Goal => Please return, exactly as it appears, the part of the day care history review that opens with the words containing "Child care policy" and closes with "or ethnic backgrounds.".

June 1999
Elizabeth Rose '87, A Mother's Job: The History of Day Care, 1890&endash;1960, Oxford University Press, 1999.
Child care policy is composed of a complicated set of state and federal regulations, tax credits, subsidies, and programs. These complications arise in part from the fact that we expect child care (including early education programs) to meet two goals simultaneously: We expect it to make it possible for parents of young children to work, and we expect it to enhance child development to ensure that children enter school ready to learn. Although it is possible to integrate these two goals, such care will be expensive--often too expensive for families to afford or for policy makers to support. But the complications arise from even deeper conflicts about whether we think mothers should be in the formal labor force or at home with their children--and the fact that society can have different expectations for women of different economic and racial or ethnic backgrounds.
Elizabeth Rose's richly textured case study of the development of day care in Philadelphia makes clear that these conflicts are not new. This important work builds upon Rose's meticulous review of case records and writings from a variety of participants, including day care workers, social workers, and philanthropists dealing with mothers, fathers, and children involved with day nurseries, nursery schools, and other providers of child care. She highlights the conflicting perceptions about the roles of women in the family and in the labor force, how these perceived roles vary with family structure and income, and how these perceptions have changed--or not--over time.
Her work begins with the early development of day care as charity for poor single mothers in Philadelphia, which was a major center in the early development of day care. She traces day care as it grew and changed to include the developmental needs of children and, subsequently, to include the needs of married mothers working to meet the growing demand for labor and those seeking to improve their family's economic well-being.

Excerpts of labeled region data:

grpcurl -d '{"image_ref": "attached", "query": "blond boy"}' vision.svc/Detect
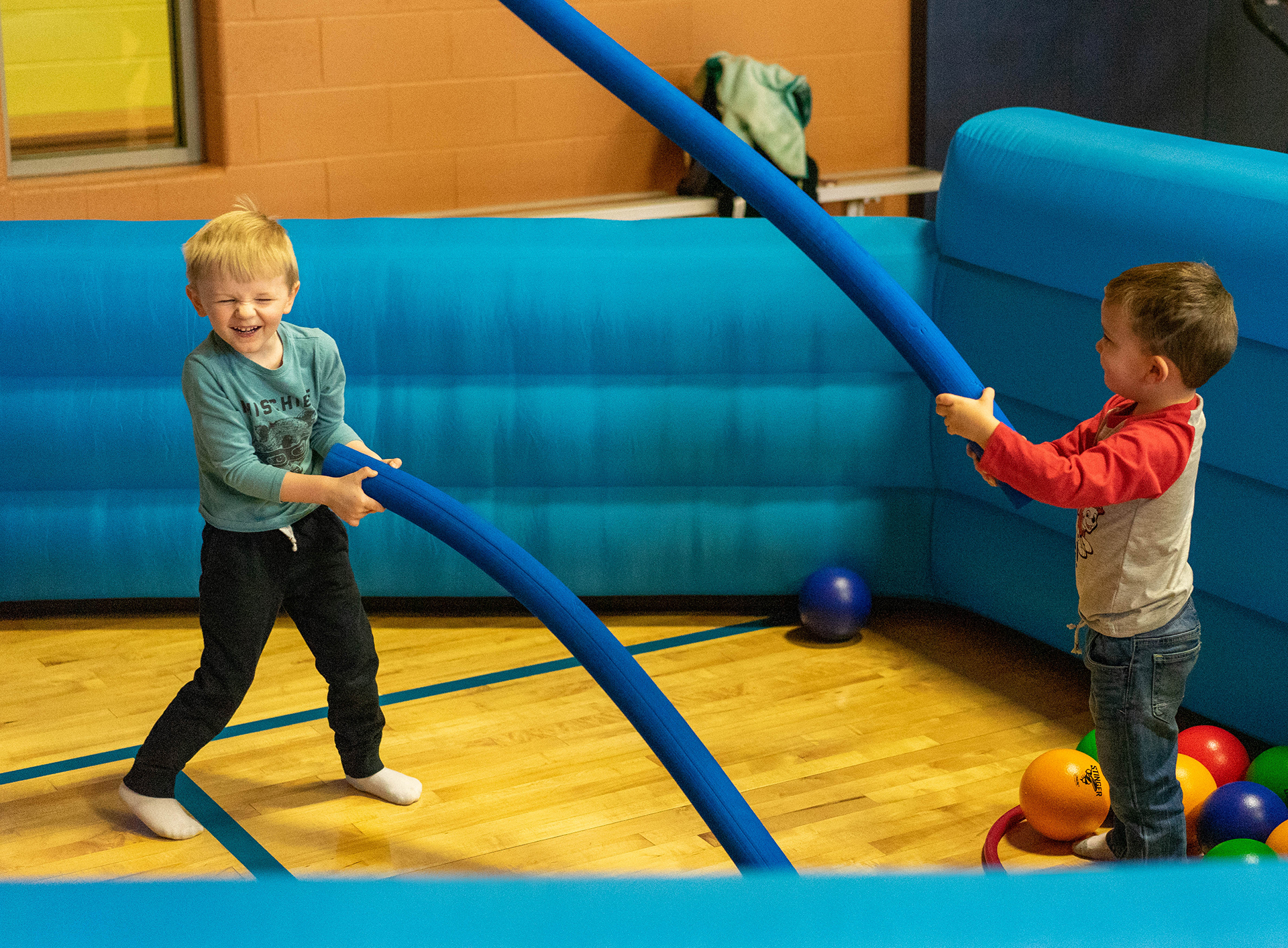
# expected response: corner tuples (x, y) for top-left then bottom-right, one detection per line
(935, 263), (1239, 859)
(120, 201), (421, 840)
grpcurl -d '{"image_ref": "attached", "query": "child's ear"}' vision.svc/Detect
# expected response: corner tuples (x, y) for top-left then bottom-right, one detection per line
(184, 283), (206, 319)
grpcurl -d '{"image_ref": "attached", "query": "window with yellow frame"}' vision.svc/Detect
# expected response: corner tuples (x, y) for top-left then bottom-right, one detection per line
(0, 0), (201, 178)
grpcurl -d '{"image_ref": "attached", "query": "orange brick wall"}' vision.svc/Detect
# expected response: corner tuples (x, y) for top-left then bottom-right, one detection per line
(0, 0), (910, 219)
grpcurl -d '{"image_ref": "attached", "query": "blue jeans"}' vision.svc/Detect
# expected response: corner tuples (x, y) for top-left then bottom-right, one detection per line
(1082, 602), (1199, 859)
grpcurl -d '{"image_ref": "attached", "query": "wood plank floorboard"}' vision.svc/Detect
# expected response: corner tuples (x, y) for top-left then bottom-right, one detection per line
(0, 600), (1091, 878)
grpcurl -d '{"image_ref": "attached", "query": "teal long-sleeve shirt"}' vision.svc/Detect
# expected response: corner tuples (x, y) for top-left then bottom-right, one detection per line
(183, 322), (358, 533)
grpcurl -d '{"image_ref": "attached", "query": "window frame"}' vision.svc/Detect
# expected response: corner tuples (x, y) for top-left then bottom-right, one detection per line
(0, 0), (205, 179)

...

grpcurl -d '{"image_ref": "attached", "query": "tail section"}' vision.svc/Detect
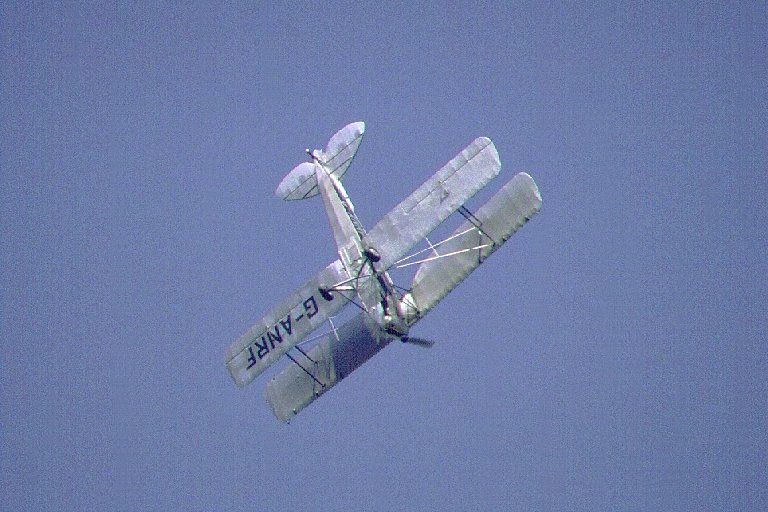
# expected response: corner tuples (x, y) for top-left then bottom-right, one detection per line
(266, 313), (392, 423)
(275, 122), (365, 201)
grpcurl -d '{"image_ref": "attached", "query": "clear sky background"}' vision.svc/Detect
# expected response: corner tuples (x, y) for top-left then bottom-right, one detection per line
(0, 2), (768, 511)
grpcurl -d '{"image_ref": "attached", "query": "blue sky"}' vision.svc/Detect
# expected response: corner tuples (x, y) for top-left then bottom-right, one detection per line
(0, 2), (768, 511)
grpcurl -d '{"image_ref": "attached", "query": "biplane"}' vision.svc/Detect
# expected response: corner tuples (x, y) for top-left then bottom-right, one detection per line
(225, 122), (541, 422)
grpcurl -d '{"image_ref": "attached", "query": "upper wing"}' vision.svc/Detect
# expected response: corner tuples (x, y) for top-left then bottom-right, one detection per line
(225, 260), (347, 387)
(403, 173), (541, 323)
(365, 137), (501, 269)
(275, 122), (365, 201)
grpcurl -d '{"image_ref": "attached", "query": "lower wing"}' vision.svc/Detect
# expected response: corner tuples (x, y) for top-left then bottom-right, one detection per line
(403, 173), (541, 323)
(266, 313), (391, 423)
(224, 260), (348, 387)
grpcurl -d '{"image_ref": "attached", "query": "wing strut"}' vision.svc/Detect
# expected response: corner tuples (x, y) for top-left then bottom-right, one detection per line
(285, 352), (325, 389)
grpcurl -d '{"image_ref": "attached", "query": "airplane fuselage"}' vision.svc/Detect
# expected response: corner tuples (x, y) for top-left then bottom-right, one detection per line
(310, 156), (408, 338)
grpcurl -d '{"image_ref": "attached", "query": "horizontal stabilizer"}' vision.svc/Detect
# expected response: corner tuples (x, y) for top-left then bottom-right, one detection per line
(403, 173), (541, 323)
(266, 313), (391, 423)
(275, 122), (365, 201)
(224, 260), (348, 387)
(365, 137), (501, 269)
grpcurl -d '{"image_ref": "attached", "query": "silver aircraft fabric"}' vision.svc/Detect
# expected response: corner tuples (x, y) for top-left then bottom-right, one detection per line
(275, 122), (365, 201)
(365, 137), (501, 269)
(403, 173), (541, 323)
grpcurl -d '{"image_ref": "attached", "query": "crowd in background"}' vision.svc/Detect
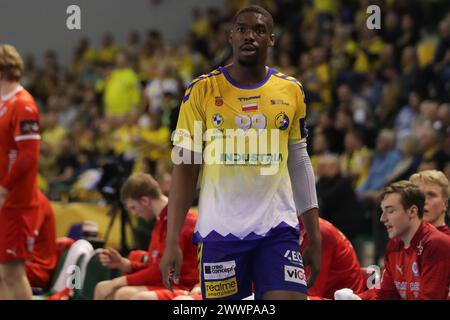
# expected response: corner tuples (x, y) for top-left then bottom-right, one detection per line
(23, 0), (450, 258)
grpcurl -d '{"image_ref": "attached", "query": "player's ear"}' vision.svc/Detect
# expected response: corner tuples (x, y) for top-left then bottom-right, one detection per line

Answer in full =>
Child care policy is composed of a complicated set of state and federal regulations, tax credits, subsidies, and programs. These complications arise in part from the fact that we expect child care (including early education programs) to meet two goals simultaneously: We expect it to make it possible for parents of young children to work, and we expect it to enhance child development to ensure that children enter school ready to learn. Although it is possible to integrate these two goals, such care will be expensive--often too expensive for families to afford or for policy makers to support. But the complications arise from even deeper conflicts about whether we think mothers should be in the formal labor force or at home with their children--and the fact that society can have different expectations for women of different economic and racial or ethnic backgrounds.